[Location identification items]
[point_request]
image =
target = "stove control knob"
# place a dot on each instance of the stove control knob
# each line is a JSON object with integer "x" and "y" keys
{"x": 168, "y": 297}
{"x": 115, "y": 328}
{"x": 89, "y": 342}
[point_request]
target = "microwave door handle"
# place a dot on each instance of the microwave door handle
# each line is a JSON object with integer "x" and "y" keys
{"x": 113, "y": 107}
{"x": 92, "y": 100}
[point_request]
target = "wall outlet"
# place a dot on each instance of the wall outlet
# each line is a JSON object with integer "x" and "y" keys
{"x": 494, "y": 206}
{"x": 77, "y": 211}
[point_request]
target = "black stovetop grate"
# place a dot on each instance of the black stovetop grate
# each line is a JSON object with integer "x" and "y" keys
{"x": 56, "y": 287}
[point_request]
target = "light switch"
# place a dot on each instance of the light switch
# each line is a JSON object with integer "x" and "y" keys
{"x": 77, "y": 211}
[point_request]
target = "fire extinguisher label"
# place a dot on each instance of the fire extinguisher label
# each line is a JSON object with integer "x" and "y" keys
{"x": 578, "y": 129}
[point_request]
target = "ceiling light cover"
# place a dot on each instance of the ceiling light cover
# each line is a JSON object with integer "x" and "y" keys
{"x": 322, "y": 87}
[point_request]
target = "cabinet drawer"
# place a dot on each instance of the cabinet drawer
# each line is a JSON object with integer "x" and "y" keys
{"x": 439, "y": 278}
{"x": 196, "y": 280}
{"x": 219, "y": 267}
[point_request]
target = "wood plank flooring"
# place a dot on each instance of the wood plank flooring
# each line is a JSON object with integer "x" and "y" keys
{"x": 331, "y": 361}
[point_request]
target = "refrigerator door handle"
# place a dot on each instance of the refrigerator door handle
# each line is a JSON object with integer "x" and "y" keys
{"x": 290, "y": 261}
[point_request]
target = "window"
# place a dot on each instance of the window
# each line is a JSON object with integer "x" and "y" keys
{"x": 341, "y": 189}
* * *
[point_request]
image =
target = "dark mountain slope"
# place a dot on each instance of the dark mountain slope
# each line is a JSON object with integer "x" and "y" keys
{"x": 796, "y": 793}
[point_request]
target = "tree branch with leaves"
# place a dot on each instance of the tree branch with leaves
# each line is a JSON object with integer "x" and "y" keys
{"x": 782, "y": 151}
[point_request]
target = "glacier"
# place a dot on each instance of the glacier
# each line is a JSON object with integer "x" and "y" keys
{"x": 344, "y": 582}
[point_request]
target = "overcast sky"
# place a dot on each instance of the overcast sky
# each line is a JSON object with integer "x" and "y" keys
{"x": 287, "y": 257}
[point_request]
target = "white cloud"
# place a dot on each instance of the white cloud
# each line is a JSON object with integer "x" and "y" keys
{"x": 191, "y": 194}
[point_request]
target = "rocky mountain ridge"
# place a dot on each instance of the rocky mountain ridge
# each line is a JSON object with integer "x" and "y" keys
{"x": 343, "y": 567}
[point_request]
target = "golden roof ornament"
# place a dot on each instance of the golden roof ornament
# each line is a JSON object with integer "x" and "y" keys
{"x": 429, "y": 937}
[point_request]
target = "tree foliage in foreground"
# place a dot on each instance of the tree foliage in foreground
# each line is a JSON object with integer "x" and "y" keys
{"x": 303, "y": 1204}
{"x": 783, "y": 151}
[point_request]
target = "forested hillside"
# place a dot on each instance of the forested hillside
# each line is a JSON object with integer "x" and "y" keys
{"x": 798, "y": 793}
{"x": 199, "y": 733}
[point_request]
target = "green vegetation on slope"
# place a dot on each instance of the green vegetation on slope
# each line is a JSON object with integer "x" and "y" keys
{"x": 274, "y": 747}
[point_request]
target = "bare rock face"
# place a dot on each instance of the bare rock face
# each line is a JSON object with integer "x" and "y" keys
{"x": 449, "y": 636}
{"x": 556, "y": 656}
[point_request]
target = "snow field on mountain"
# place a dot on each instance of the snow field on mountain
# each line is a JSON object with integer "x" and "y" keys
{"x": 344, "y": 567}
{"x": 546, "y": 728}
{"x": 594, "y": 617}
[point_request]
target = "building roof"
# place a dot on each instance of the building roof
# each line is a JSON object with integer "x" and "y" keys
==
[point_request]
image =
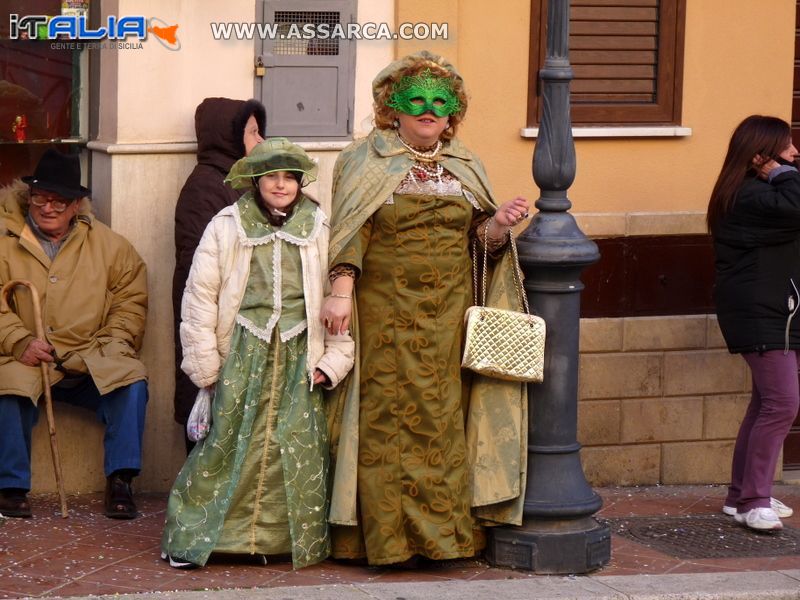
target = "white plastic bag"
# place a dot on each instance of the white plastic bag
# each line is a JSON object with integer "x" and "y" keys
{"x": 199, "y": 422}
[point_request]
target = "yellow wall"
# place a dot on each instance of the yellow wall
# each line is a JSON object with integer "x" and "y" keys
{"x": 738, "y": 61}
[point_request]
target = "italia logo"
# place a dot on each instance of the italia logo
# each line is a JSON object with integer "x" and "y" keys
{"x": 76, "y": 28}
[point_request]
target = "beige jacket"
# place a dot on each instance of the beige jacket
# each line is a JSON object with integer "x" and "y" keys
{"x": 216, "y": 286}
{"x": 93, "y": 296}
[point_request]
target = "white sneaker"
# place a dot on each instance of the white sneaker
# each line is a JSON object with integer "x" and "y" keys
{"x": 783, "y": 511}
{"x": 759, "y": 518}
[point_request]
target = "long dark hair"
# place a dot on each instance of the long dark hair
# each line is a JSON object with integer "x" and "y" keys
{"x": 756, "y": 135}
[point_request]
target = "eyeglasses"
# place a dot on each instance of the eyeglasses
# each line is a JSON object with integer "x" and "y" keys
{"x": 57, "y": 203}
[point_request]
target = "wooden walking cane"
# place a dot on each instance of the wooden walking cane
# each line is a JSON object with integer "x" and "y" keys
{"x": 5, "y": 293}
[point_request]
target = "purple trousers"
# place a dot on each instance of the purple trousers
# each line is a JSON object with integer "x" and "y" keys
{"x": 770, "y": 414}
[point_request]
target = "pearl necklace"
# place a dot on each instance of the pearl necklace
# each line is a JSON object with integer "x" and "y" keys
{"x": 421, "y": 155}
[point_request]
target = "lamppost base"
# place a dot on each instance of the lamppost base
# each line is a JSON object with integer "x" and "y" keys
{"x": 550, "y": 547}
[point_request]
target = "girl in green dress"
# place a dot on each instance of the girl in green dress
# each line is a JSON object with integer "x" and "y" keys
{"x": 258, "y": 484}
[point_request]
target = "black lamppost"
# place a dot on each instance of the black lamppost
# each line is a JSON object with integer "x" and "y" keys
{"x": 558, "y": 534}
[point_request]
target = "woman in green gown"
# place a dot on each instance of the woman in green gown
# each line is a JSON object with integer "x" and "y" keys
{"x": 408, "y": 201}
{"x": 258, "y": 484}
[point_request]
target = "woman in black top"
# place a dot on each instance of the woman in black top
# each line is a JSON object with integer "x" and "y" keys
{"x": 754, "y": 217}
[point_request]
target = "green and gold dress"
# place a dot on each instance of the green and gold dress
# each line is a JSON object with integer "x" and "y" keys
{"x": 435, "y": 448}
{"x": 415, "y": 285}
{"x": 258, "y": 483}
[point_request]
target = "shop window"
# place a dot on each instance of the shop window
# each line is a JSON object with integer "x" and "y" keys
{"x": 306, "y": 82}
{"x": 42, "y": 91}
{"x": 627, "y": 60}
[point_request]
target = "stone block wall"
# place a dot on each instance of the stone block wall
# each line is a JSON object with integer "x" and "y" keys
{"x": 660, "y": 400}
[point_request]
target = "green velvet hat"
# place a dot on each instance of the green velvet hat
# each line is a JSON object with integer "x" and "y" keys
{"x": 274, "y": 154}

• [Request]: Show every line of the data that contains the word "white", copying each one in full.

• [Response for this exercise]:
target = "white cloud"
# place a dot on each instance of the white cloud
target = "white plastic bag"
# place a dot on each instance of the white plastic bag
target = "white sneaker"
# place a dot on each instance of the white sneaker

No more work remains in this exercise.